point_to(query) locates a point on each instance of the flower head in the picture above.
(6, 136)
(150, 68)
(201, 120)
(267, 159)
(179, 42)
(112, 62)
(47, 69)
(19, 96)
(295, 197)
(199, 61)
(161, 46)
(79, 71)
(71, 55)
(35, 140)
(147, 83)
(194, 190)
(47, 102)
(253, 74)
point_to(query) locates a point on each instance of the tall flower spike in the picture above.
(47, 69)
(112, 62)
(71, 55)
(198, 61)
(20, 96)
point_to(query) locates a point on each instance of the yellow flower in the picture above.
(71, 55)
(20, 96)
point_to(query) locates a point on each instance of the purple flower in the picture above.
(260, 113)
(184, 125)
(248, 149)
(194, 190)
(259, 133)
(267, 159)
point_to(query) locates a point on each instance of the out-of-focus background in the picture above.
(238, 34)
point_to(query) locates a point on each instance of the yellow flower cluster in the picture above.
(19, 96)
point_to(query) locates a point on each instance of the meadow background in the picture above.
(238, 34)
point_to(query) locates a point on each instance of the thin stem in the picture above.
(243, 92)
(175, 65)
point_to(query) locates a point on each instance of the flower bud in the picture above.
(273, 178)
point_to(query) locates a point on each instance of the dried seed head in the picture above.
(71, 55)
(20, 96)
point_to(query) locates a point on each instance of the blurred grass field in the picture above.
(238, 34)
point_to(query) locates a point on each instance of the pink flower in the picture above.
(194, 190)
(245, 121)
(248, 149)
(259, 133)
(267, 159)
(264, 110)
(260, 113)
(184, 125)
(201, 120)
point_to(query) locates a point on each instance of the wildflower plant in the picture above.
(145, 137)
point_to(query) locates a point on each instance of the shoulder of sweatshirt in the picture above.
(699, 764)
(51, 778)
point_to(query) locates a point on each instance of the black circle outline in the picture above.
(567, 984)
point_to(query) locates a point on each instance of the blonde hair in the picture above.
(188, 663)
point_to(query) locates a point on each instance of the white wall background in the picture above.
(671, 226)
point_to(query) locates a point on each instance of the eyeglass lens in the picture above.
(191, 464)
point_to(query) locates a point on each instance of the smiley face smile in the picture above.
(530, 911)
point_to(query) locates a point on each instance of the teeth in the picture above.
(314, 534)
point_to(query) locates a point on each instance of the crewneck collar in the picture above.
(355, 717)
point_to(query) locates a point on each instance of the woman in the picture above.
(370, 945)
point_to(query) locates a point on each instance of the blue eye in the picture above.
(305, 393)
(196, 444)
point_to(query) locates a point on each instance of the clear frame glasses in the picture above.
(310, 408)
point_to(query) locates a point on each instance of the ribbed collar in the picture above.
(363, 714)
+---+
Work to complete ::
Above are the records; copy all of them exactly.

Response to the exercise ::
point_to(query) locates a point on each instance of the flower head in the picture above.
(6, 136)
(150, 68)
(201, 120)
(267, 159)
(179, 42)
(112, 62)
(47, 69)
(19, 96)
(295, 197)
(199, 61)
(161, 46)
(79, 71)
(71, 55)
(35, 140)
(147, 83)
(194, 190)
(47, 102)
(253, 74)
point_to(query) locates a point on each instance of the tall flower spike in the picture above.
(47, 69)
(112, 62)
(71, 55)
(198, 61)
(20, 96)
point_to(query) locates a point on each instance of the yellow flower in the picture above.
(71, 55)
(20, 96)
point_to(query) locates a point on each instance of the purple flower in the picture above.
(260, 113)
(184, 125)
(248, 149)
(194, 190)
(259, 133)
(267, 159)
point_to(query) locates a point on each instance of the out-of-focus background in the picture above.
(238, 34)
point_to(query) locates a point on each instance of the yellow flower cluster in the picture above.
(19, 96)
point_to(query) locates a point on each instance of the meadow background in the picture above.
(238, 34)
point_to(query) locates a point on each instance of the thin stem in the picture above.
(243, 92)
(175, 65)
point_to(query) locates a point on each instance of the flower bud in the picture above.
(273, 178)
point_to(query) locates a point on each instance of the dried seed head in the picture above.
(71, 55)
(20, 96)
point_to(query) locates a point on each instance of the blurred grass field in the picture above.
(238, 34)
point_to(query) locates a point on each instance of the pink flower in the picture above.
(194, 190)
(245, 121)
(248, 149)
(259, 133)
(267, 159)
(264, 110)
(260, 113)
(184, 125)
(201, 120)
point_to(query) locates a point on each instance of the wildflower plant in the picture above.
(145, 137)
point_to(query) locates a point on each instance of the shoulder of sweatshirt in the picture above.
(699, 764)
(51, 778)
point_to(query) locates a point on each instance of the black circle outline in the picture above.
(567, 984)
point_to(query) locates a point on each instance of the blonde hair in the picture above.
(188, 663)
point_to(query) locates a point on each instance of the white wall background in the picture above.
(671, 226)
point_to(query) locates a point on each instance of the eyeglass lens in the picture above.
(191, 464)
point_to(query) locates a point on each instance of the smiley face smile in the picture above.
(530, 911)
point_to(query) locates a point on each instance of the teeth in the picture above.
(314, 534)
point_to(query) locates a point on each instance of the crewneck collar in the picture above.
(355, 717)
point_to(query) locates a point on each instance of the woman in the picture above.
(370, 945)
point_to(query) locates a point on each instance of the blue eye in the picture above.
(305, 393)
(196, 444)
point_to(query) locates a point on each instance of the clear frame glasses in the picture above.
(310, 408)
point_to(query) locates a point on each instance of the ribbed collar in the picture above.
(363, 714)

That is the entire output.